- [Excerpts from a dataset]
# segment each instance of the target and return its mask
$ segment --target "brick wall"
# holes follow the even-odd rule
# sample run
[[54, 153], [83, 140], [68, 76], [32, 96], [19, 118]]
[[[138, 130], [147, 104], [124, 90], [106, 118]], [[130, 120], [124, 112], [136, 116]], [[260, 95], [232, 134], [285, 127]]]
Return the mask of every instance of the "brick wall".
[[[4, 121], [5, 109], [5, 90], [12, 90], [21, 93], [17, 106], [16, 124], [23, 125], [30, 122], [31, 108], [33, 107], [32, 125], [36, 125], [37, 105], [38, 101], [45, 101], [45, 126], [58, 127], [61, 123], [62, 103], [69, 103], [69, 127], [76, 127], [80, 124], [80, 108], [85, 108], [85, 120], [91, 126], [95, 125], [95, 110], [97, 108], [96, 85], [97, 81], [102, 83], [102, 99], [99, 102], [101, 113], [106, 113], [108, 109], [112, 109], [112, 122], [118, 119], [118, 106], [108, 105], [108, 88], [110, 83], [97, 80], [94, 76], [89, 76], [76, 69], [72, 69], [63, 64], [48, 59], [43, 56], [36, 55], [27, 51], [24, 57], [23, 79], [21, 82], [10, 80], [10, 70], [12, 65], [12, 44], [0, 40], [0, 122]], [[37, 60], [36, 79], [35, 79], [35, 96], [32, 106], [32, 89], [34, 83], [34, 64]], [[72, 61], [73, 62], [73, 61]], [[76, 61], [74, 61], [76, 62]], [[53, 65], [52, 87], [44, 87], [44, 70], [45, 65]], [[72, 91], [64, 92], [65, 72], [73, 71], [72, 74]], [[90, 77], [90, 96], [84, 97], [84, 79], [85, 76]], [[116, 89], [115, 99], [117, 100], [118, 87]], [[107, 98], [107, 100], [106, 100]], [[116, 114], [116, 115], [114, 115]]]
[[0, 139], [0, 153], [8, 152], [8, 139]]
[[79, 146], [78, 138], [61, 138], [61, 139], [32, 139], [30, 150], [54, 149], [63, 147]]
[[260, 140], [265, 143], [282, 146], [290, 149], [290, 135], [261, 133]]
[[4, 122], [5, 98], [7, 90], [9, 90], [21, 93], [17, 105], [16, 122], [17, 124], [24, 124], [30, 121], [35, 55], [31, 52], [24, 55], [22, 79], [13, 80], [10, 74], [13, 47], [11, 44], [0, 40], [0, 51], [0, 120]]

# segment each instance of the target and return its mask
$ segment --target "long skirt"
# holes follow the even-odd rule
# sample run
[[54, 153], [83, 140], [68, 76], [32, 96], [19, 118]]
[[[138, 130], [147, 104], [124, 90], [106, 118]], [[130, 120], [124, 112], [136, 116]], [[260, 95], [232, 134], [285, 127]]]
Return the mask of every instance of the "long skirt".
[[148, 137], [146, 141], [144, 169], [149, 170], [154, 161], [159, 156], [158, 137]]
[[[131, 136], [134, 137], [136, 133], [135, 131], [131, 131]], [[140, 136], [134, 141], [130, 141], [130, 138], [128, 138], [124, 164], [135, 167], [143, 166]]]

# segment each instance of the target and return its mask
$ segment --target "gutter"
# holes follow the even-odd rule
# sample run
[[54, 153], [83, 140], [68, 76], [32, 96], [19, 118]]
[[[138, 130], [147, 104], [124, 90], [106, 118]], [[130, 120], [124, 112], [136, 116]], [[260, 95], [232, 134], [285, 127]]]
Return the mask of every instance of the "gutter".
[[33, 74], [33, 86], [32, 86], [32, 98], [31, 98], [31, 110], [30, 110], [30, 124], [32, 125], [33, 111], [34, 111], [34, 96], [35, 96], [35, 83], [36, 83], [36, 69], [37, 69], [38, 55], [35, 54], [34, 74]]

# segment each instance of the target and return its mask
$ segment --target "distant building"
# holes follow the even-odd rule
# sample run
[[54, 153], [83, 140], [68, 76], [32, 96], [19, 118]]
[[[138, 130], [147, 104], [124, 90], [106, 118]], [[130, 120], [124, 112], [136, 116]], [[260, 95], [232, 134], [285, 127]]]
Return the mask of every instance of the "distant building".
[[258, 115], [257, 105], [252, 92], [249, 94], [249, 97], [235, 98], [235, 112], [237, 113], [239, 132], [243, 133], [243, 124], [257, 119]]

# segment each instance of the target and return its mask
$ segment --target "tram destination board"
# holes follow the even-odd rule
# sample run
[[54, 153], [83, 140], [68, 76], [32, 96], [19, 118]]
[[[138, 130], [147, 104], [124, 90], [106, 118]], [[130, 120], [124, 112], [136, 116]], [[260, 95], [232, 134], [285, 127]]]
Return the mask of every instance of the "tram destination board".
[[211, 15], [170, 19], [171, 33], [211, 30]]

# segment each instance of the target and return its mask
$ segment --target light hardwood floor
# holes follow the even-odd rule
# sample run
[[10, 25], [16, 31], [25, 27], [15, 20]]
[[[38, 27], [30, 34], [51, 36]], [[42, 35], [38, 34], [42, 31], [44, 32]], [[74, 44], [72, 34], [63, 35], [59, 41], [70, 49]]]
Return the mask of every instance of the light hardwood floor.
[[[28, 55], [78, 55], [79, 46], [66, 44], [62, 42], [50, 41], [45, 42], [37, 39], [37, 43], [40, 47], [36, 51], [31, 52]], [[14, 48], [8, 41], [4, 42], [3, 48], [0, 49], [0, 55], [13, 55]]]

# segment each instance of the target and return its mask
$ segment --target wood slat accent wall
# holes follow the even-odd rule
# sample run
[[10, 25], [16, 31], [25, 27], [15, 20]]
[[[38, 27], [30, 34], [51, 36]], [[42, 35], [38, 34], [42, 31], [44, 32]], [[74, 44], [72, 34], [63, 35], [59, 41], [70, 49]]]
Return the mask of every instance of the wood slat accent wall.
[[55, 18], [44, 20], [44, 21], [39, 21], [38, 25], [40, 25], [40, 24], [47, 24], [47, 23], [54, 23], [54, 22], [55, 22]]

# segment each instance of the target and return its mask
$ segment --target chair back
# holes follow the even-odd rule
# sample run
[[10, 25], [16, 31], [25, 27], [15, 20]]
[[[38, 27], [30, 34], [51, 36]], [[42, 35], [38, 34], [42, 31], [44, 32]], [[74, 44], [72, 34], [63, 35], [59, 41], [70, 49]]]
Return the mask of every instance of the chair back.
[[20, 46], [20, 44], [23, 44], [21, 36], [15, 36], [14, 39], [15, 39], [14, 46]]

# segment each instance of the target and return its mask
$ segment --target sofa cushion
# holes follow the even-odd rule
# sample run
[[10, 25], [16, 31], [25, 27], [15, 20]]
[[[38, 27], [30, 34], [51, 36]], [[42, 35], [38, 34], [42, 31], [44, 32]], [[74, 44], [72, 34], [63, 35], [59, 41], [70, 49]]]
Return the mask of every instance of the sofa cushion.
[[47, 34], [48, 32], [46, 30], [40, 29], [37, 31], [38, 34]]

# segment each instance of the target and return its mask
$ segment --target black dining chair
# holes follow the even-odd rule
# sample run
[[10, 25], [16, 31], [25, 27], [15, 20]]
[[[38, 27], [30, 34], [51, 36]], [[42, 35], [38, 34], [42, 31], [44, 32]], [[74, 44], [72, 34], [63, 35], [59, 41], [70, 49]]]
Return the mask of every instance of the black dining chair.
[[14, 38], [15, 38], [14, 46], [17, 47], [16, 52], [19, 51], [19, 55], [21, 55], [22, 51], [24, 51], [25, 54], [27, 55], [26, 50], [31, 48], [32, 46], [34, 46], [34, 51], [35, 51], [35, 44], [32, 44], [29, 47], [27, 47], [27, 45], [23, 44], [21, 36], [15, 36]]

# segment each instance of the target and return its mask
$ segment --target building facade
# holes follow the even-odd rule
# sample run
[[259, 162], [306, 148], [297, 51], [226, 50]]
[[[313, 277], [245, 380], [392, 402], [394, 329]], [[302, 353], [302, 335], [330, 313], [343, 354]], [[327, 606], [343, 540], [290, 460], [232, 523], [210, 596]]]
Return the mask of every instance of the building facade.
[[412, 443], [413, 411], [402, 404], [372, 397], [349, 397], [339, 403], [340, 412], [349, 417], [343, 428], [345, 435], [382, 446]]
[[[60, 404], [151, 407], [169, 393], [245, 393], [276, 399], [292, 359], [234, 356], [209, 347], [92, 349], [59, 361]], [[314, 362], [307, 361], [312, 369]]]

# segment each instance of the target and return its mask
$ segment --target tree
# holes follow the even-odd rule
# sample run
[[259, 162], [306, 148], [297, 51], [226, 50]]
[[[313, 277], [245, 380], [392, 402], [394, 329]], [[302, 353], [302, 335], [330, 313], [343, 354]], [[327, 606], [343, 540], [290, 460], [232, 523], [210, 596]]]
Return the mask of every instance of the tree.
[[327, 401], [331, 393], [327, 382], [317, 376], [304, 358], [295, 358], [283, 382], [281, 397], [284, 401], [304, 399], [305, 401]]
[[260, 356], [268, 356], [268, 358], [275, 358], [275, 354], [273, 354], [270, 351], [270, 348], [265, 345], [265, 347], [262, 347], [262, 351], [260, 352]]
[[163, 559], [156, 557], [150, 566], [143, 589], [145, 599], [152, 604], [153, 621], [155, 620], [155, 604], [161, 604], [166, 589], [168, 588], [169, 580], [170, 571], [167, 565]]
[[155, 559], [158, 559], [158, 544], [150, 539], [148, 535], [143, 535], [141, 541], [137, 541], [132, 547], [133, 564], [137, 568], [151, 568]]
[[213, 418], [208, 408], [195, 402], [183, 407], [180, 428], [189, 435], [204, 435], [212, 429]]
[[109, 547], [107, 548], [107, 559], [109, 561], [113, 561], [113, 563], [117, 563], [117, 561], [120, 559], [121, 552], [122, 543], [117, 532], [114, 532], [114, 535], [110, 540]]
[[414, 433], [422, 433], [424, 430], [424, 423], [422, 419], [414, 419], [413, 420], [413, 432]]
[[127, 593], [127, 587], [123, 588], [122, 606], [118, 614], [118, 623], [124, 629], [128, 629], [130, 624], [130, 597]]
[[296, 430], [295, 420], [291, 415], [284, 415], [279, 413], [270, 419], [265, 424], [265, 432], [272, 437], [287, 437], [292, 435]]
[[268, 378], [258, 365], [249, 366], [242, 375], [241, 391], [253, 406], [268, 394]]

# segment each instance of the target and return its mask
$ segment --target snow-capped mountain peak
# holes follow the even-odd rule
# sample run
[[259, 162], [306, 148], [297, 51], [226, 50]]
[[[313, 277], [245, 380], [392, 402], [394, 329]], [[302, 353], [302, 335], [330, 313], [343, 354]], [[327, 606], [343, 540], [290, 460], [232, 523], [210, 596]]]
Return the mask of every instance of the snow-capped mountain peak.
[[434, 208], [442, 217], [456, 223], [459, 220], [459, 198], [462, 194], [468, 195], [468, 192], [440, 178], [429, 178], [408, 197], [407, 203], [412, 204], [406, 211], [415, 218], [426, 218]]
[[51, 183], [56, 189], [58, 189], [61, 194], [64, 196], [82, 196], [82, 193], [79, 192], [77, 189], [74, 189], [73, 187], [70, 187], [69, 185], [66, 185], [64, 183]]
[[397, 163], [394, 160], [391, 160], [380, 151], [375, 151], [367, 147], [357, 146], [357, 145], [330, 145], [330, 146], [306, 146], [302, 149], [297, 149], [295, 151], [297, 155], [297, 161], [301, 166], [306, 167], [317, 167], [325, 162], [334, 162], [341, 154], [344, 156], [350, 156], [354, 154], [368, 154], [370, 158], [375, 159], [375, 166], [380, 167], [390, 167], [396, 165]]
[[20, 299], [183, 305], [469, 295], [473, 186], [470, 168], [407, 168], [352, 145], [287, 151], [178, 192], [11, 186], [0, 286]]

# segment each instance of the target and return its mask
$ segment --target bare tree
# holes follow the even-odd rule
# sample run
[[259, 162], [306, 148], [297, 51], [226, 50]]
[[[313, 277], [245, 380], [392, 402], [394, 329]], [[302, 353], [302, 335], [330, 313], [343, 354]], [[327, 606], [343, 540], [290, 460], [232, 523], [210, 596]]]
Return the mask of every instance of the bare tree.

- [Required action]
Going through the entries above, show each line that contains "bare".

- [Output of the exercise]
$ segment --target bare tree
Return the mask of every instance of the bare tree.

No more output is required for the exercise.